Zurich Sigorta CEO’su Yılmaz Yıldız, Zurich Grubu’nun, Dünya Ekonomik Forumu ile ortaklaşa gerçekleştirdiği, 2024 yılına yönelik global üst düzey yönetici anketi sonuçlarını ilk kez açıkladı. Yıldız, anketin sonuçlarına göre tüm risklerin ekonomik riskler olarak ortaya çıktığını söyledi.
Editör: AYTAÇ NALLAR
Zurich Sigorta CEO’su Yılmaz Yıldız, Zurich Grubu’nun, Dünya Ekonomik Forumu ile ortaklaşa gerçekleştirdiği, Global Riskler Raporu’nun, 2024 yılına yönelik global üst düzey yönetici anketi sonuçlarını ilk kez açıkladı. Yıldız, ankette, Türkiye’nin de içinde yer aldığı 110 ülkede, 11 bin üst düzey yöneticinin 2024 değerlendirmelerinin yer aldığını söyledi.

Verilen veriler:

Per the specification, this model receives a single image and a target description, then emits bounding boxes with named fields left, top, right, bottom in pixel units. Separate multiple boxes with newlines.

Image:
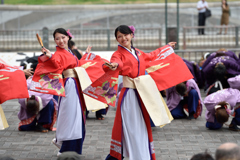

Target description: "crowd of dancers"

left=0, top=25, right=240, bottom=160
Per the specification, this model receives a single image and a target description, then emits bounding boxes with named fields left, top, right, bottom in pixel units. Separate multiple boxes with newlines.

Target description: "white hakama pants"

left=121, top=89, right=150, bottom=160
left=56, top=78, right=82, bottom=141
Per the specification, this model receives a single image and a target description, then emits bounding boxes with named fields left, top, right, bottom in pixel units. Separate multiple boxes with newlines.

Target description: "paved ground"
...
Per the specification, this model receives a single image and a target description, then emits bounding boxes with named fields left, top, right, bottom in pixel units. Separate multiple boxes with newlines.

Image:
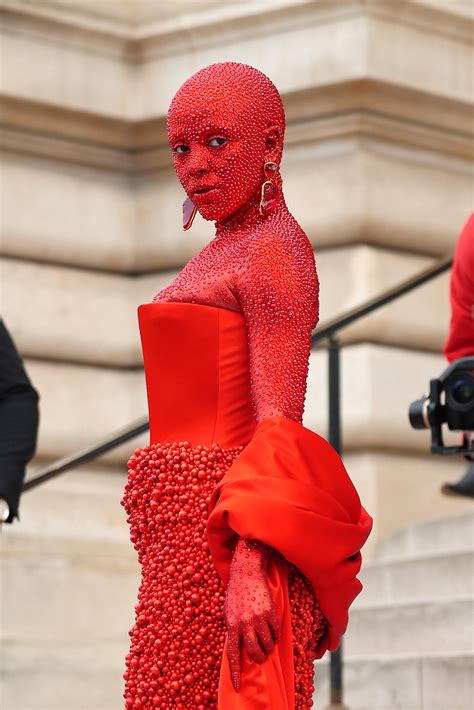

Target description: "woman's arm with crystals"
...
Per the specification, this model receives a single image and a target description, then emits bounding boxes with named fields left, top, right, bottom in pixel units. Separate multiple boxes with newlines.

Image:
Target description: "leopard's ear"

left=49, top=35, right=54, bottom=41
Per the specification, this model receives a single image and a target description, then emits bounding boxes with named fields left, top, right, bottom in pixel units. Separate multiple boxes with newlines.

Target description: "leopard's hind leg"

Okuduğunu uygula:
(1) Belge alıntısına göre ankette kaç ülkedeki üst düzey yöneticilerin değerlendirmelerine yer veriliyor?
(2) Aşağıdaki ifadeler belge alıntısıyla uyuşuyor mu? Her biri için evet ya da hayır deyin ve kararı veren sözleri alıntıdan aynen aktarın.
(a) Anket, Zurich Grubu ile Dünya Ekonomik Forumu tarafından birlikte yapıldı.
(b) Türkiye ankete katılan ülkeler arasında yok.
(c) Yıldız'a göre anket sonuçlarında tüm riskler çevresel riskler olarak ortaya çıktı.

Cevaplar:
(1) 110 ülke.

(2)
(a) Evet: "Zurich Grubu’nun, Dünya Ekonomik Forumu ile ortaklaşa gerçekleştirdiği"
(b) Hayır: "Türkiye’nin de içinde yer aldığı 110 ülkede"
(c) Hayır: "tüm risklerin ekonomik riskler olarak ortaya çıktığını"